### Exercise description:
Repeat each of the records below word for word, keeping every line in its original order.

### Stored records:

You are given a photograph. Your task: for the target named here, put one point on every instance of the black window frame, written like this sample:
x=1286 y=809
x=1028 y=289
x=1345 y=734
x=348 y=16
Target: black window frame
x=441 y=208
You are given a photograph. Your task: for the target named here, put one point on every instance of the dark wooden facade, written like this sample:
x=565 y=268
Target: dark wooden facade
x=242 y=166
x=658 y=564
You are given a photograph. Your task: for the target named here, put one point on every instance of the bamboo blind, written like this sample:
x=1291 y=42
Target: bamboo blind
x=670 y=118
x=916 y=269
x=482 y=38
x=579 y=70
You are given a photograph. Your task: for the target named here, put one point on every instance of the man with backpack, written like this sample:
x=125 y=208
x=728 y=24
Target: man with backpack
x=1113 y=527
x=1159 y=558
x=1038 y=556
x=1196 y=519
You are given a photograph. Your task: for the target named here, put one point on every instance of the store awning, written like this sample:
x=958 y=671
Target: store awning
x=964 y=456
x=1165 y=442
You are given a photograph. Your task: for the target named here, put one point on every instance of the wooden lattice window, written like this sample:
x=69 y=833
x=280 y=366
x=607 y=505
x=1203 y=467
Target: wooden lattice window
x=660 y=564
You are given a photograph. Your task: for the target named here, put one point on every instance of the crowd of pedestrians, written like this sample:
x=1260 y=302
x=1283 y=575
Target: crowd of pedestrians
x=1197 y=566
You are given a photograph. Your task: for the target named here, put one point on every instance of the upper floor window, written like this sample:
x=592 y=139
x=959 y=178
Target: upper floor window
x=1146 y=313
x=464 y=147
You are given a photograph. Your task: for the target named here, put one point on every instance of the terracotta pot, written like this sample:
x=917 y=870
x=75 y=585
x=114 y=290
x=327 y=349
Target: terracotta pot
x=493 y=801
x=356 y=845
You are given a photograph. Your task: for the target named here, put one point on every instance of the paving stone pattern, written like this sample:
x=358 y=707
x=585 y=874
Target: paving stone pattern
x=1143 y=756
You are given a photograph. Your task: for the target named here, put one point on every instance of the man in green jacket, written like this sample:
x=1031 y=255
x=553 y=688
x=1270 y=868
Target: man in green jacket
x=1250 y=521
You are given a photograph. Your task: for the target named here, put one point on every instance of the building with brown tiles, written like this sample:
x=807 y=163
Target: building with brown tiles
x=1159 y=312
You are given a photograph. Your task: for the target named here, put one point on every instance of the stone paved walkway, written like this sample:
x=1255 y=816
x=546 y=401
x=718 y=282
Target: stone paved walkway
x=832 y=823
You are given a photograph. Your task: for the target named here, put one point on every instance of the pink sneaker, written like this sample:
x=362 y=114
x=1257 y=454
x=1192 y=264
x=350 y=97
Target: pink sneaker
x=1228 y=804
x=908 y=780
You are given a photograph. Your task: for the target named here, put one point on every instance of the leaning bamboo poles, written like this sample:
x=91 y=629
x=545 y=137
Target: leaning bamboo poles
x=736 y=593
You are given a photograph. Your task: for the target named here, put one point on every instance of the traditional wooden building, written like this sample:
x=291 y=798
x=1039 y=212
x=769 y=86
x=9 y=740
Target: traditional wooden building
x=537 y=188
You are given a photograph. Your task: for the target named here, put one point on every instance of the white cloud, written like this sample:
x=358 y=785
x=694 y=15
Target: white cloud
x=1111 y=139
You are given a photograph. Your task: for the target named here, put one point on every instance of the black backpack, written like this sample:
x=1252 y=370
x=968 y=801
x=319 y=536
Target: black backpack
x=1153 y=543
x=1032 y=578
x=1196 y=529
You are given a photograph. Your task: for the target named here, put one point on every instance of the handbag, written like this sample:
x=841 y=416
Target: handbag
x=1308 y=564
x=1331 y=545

### Final answer:
You are given a photograph. Your task: for the target named here, put one point on every instance of the black window frame, written like this sample:
x=1286 y=809
x=1028 y=289
x=1345 y=734
x=348 y=16
Target: black window frame
x=441 y=208
You are given a photograph. Your task: for the target named here, put one point on every instance of the dark wooden facade, written like this sample:
x=565 y=268
Target: dark wooden facade
x=242 y=166
x=658 y=564
You are given a photograph. Your task: for the target named here, put one point on every instance of the bamboo blind, written like this sample:
x=1291 y=42
Target: bamboo blind
x=670 y=118
x=916 y=269
x=482 y=38
x=579 y=70
You are given a photograph. Your task: for the target named here, put one point on every instance of the man with backpack, written like this sample:
x=125 y=208
x=728 y=24
Target: man with backpack
x=1113 y=527
x=1159 y=558
x=1038 y=556
x=1196 y=519
You are given a photograph. Your task: for the target named here, put one point on every instance of the store awning, written like this sample:
x=958 y=671
Target: store awning
x=964 y=456
x=1165 y=442
You are given a photograph. Your task: for the target named here, put one point on every instance of the wooden lattice window, written like this sample:
x=69 y=833
x=280 y=366
x=607 y=505
x=1203 y=467
Target: wooden lattice window
x=660 y=564
You are given a photograph. Your task: for the target named here, put one point on every instance of the crowd of pedestrians, written like this sample:
x=1260 y=302
x=1283 y=575
Target: crowd of pedestrians
x=1197 y=566
You are given a photograph. Your task: for the target named here, put one point on every instance of the upper floor window, written like this sample:
x=592 y=139
x=959 y=178
Target: upper floor window
x=1146 y=313
x=464 y=147
You are given a photograph. Your task: for the target named here, put one point on every instance of the terracotta pot, written like this sample:
x=917 y=870
x=75 y=585
x=114 y=290
x=327 y=349
Target: terracotta pot
x=493 y=801
x=356 y=845
You are given a photograph. Your task: for the target named here, put one point on every instance of the paving stone pattern, written like this sample:
x=358 y=707
x=585 y=874
Target: paving stone pattern
x=1143 y=756
You are given a photograph. Your task: for the target named here, put one point on every instance of the man in green jacket, written like this sample:
x=1031 y=255
x=553 y=688
x=1270 y=868
Target: man in green jacket
x=1250 y=521
You are given a photograph. Your task: for the target named here, put one point on every instance of the building with brown tiles, written like this sample:
x=807 y=163
Target: building with brown tiles
x=1159 y=312
You are given a photograph. Your task: for the target named here, put one point on every instance of the stone paved walkway, written like this sample:
x=1255 y=816
x=546 y=401
x=718 y=282
Target: stone paved walkway
x=832 y=823
You are given a photograph. Your task: for the target named here, put one point on every instance of the pink sneaker, written like this sample:
x=362 y=114
x=1257 y=454
x=1192 y=264
x=350 y=97
Target: pink sneaker
x=1228 y=804
x=908 y=780
You are given a photograph. Your task: for the target named here, put one point on every instance of the leaning bamboo poles, written like this sample:
x=91 y=629
x=545 y=137
Target: leaning bamboo poles
x=736 y=593
You are given a photograph. Your task: for the target named here, put one point on every instance of the traditional wooden building, written like this sample:
x=291 y=798
x=1039 y=212
x=769 y=86
x=9 y=740
Target: traditional wooden building
x=537 y=188
You are given a photograph. Your task: for the target named here, put one point on every instance of the white cloud, written like this sample:
x=358 y=785
x=694 y=15
Target: white cloud
x=1111 y=139
You are given a photograph. Your task: for the target named here, put one point on every instance of the black backpack, written like this sample:
x=1252 y=370
x=968 y=801
x=319 y=536
Target: black backpack
x=1153 y=543
x=1032 y=578
x=1196 y=529
You are given a photograph. Your task: for the target named here, put one point on every instance of the handbag, written like this sample:
x=841 y=416
Target: handbag
x=1308 y=564
x=1331 y=545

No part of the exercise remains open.